━━━ RECORDS PROVIDED

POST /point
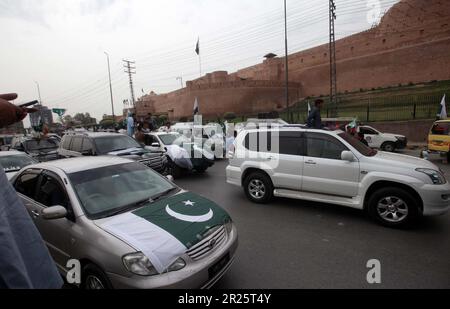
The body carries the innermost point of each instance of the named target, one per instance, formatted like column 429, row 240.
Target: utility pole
column 39, row 92
column 286, row 61
column 180, row 78
column 333, row 70
column 110, row 87
column 130, row 69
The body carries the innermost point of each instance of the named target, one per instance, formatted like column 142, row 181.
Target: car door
column 283, row 151
column 324, row 171
column 50, row 192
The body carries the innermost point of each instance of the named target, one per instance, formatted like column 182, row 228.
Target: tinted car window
column 368, row 131
column 258, row 141
column 87, row 145
column 77, row 143
column 66, row 142
column 324, row 146
column 289, row 143
column 108, row 144
column 51, row 193
column 15, row 163
column 26, row 184
column 440, row 128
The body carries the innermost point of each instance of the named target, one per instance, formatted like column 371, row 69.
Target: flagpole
column 200, row 64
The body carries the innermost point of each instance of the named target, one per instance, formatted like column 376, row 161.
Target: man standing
column 25, row 262
column 314, row 118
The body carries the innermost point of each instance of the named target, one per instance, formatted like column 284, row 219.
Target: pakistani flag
column 353, row 124
column 197, row 47
column 165, row 230
column 443, row 109
column 196, row 109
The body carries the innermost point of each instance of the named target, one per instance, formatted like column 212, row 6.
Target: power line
column 130, row 69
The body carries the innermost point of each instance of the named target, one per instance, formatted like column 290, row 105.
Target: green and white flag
column 165, row 230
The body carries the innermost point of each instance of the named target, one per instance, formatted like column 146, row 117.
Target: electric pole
column 333, row 70
column 286, row 61
column 180, row 78
column 110, row 87
column 130, row 69
column 39, row 92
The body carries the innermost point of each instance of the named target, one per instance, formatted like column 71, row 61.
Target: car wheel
column 393, row 207
column 201, row 170
column 259, row 188
column 94, row 278
column 388, row 147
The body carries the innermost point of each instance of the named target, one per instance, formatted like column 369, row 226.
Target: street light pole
column 286, row 61
column 39, row 92
column 181, row 79
column 110, row 87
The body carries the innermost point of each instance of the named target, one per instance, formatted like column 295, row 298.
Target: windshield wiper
column 129, row 207
column 162, row 194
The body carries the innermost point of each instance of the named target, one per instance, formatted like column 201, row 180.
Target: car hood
column 10, row 175
column 167, row 229
column 395, row 159
column 393, row 136
column 129, row 151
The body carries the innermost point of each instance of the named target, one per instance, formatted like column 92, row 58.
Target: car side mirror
column 347, row 156
column 54, row 213
column 87, row 153
column 170, row 178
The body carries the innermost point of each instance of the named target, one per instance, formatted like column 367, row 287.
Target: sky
column 60, row 45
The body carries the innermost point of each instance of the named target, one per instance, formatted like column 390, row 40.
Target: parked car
column 5, row 142
column 211, row 138
column 183, row 154
column 40, row 148
column 385, row 141
column 439, row 138
column 334, row 167
column 79, row 144
column 129, row 226
column 14, row 161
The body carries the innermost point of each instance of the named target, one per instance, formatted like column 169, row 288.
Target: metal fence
column 392, row 108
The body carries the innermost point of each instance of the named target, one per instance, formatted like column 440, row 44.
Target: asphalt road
column 297, row 244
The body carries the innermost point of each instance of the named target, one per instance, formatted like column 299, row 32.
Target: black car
column 41, row 149
column 113, row 144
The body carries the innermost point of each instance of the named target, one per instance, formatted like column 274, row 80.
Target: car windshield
column 360, row 147
column 109, row 144
column 42, row 145
column 15, row 163
column 103, row 192
column 169, row 139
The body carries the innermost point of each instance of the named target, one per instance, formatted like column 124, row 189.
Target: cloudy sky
column 60, row 44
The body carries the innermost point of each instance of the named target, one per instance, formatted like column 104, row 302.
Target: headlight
column 228, row 225
column 139, row 264
column 436, row 177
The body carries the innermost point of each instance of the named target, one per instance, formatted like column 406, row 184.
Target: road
column 297, row 244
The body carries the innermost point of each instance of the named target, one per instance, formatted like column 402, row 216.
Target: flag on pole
column 196, row 109
column 443, row 113
column 197, row 47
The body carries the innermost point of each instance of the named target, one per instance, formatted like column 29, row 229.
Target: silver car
column 127, row 225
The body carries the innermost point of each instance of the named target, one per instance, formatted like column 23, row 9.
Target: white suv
column 335, row 168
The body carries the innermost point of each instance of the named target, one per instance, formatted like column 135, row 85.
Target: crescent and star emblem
column 186, row 218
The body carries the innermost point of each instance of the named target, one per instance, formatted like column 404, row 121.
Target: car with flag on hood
column 128, row 226
column 184, row 154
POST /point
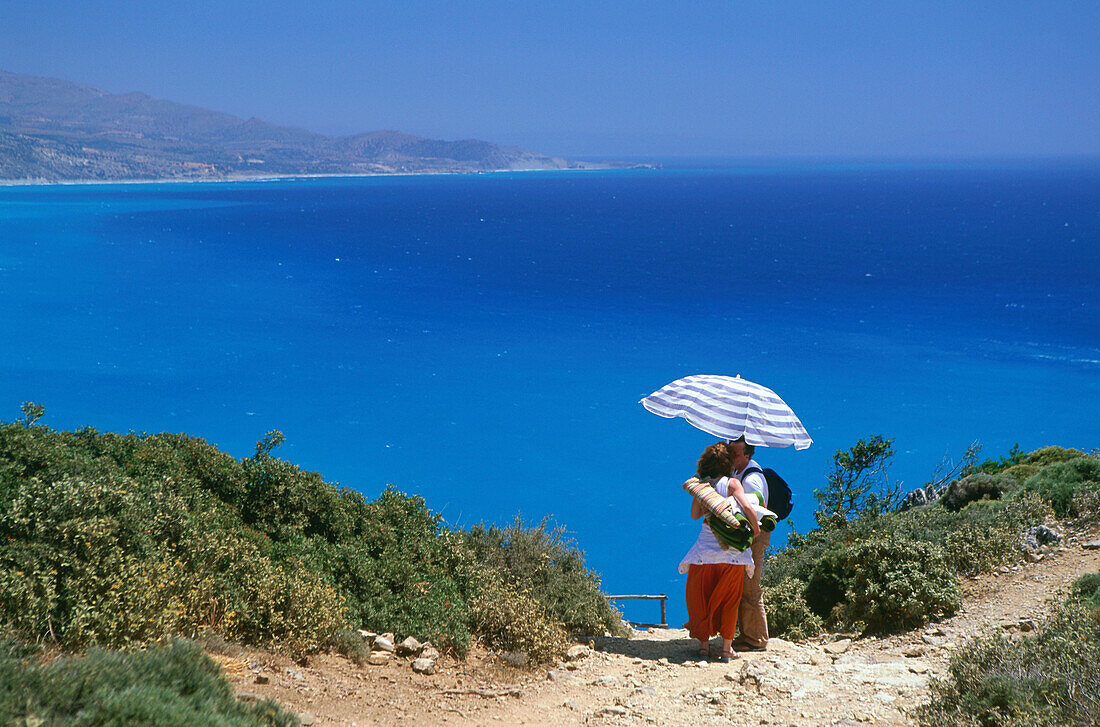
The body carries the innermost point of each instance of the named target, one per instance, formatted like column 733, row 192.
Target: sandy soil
column 653, row 676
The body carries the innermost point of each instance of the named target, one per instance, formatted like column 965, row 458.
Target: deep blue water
column 484, row 340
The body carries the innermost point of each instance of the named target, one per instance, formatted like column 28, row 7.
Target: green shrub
column 119, row 562
column 974, row 487
column 1058, row 483
column 789, row 615
column 542, row 562
column 1047, row 680
column 165, row 686
column 508, row 618
column 895, row 583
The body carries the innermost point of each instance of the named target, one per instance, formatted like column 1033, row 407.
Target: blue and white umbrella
column 729, row 407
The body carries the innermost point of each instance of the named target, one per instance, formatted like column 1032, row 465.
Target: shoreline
column 286, row 177
column 340, row 175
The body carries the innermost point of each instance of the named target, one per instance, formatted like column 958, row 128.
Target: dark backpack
column 779, row 492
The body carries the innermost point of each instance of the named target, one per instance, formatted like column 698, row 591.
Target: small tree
column 858, row 483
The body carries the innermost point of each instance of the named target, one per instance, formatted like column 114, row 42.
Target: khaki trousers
column 751, row 616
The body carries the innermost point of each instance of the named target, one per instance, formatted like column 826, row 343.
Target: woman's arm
column 738, row 493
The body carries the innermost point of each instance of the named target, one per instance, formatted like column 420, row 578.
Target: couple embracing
column 724, row 584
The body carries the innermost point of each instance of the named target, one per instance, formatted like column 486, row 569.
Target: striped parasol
column 729, row 407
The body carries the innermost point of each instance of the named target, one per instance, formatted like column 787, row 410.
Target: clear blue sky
column 637, row 78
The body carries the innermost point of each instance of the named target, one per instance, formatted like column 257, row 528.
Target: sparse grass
column 887, row 571
column 164, row 686
column 1049, row 679
column 120, row 540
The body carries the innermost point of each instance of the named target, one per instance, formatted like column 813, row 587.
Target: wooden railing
column 659, row 596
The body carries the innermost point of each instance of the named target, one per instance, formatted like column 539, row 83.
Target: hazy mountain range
column 54, row 130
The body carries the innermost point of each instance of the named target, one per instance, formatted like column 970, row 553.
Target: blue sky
column 639, row 78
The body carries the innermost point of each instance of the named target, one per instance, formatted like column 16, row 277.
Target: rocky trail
column 653, row 676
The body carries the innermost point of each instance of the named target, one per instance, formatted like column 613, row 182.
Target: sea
column 483, row 340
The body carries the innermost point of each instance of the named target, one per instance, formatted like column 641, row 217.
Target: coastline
column 286, row 177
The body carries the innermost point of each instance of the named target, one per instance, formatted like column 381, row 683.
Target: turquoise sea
column 483, row 340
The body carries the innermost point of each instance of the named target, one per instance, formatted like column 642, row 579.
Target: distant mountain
column 54, row 130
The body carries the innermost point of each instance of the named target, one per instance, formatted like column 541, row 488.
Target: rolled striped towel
column 712, row 502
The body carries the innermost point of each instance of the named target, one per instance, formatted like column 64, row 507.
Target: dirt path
column 653, row 678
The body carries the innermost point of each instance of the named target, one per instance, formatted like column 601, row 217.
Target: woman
column 714, row 574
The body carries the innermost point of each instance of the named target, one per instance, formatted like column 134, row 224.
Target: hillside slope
column 652, row 678
column 54, row 130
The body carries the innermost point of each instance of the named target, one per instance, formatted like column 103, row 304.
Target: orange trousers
column 714, row 595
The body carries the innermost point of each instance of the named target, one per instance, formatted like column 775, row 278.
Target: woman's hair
column 717, row 461
column 749, row 450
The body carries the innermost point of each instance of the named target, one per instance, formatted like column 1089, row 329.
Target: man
column 751, row 618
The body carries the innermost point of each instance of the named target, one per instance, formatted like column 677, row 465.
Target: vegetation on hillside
column 869, row 568
column 164, row 686
column 1047, row 679
column 121, row 540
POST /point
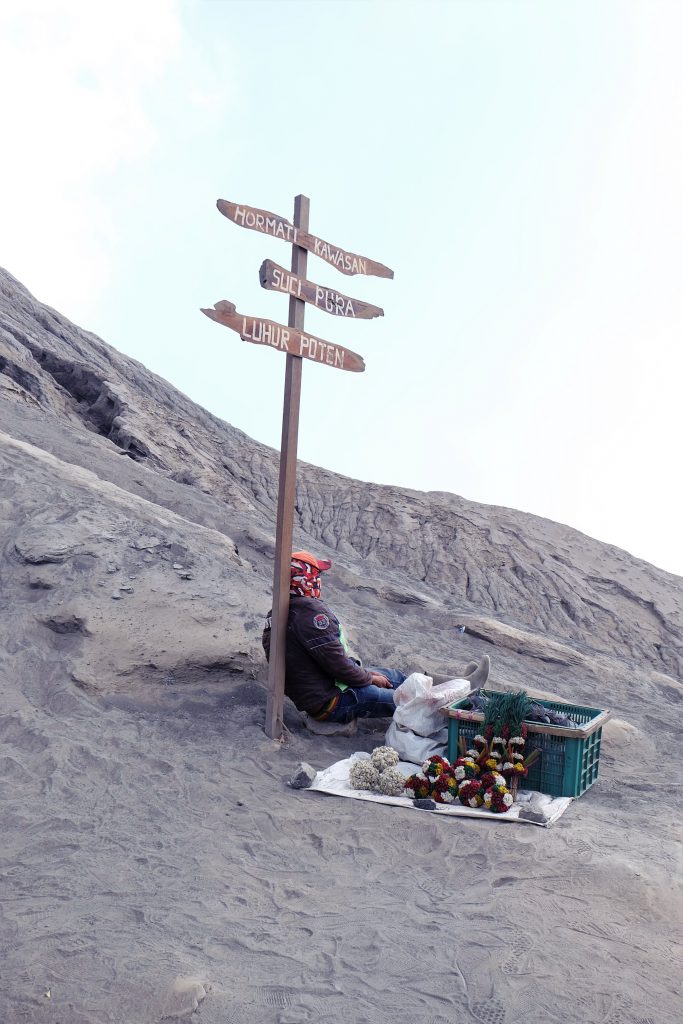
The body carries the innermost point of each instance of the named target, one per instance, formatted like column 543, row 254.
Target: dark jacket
column 315, row 654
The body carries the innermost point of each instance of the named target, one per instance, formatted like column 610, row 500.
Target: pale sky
column 517, row 163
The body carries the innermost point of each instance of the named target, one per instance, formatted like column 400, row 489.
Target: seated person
column 321, row 678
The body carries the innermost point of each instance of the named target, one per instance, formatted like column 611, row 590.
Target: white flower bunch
column 384, row 757
column 364, row 775
column 391, row 782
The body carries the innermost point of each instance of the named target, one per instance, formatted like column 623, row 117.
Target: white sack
column 418, row 702
column 416, row 749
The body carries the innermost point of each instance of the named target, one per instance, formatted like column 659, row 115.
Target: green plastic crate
column 569, row 758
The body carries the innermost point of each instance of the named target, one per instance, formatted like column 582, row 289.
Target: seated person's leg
column 393, row 675
column 364, row 701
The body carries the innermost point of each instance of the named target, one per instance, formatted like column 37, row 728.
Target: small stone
column 529, row 813
column 330, row 728
column 303, row 776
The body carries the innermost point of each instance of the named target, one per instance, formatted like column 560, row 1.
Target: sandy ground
column 156, row 865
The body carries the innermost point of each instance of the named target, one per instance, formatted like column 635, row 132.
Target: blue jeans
column 368, row 701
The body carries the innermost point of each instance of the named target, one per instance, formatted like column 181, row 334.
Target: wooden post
column 286, row 496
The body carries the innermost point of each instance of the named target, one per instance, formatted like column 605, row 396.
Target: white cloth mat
column 334, row 780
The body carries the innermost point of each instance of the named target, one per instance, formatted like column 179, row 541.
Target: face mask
column 304, row 580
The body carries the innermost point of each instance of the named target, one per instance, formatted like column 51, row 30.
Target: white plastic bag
column 416, row 749
column 418, row 702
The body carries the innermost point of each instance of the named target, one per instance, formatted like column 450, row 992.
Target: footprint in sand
column 516, row 963
column 488, row 1012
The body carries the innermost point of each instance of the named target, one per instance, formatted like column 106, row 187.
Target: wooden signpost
column 270, row 223
column 276, row 279
column 297, row 345
column 287, row 339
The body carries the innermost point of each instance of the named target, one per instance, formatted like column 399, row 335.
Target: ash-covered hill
column 154, row 864
column 521, row 584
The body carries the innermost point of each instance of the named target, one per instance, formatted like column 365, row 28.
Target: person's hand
column 379, row 680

━━━━━━

WHAT TO PRODUCE | In the listing above, find the line containing "106, row 187." and please quote exactly that line through the last one, and no other lines.

SOLVED PROBLEM |
The body carries the innermost point of each instance of the named target, one per instance, formatted like column 106, row 187.
Target: wooden signpost
column 270, row 223
column 276, row 279
column 297, row 345
column 287, row 339
The body carries the innermost point of each instance of the named target, one per instance, formatted like column 399, row 335.
Target: ash-covered hill
column 154, row 864
column 521, row 584
The body carries the innermost point of each instance of the named target, one per instance, formatted like column 365, row 28.
Target: person's hand
column 379, row 680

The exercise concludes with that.